Referring expression data:
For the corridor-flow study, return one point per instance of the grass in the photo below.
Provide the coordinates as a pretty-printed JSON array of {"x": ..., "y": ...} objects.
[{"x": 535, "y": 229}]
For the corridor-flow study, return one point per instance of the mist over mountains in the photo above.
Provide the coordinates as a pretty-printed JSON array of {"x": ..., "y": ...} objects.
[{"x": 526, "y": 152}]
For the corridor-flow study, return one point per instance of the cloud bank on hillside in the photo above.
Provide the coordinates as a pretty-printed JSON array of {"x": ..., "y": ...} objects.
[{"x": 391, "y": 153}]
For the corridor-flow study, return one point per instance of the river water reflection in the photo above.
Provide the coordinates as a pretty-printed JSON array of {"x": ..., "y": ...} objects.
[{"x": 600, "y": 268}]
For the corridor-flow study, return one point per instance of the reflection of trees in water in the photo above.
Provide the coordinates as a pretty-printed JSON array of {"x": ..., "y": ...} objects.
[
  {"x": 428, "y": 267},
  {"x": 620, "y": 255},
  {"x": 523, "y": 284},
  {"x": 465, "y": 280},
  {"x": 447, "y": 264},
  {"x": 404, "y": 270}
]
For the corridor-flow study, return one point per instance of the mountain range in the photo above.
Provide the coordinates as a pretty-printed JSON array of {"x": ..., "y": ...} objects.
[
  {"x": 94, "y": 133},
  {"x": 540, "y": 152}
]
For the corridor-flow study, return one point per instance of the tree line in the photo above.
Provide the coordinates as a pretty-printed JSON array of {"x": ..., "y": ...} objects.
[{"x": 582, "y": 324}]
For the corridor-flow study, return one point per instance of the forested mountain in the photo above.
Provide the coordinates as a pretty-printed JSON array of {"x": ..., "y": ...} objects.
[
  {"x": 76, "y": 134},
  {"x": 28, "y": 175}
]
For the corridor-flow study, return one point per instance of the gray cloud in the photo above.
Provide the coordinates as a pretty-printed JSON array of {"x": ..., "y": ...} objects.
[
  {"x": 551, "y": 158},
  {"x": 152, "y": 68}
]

- [WORK INSTRUCTION]
Number of lines holding "cloud" in the data: give it, with nothing else.

- [ANSWER SPACE]
2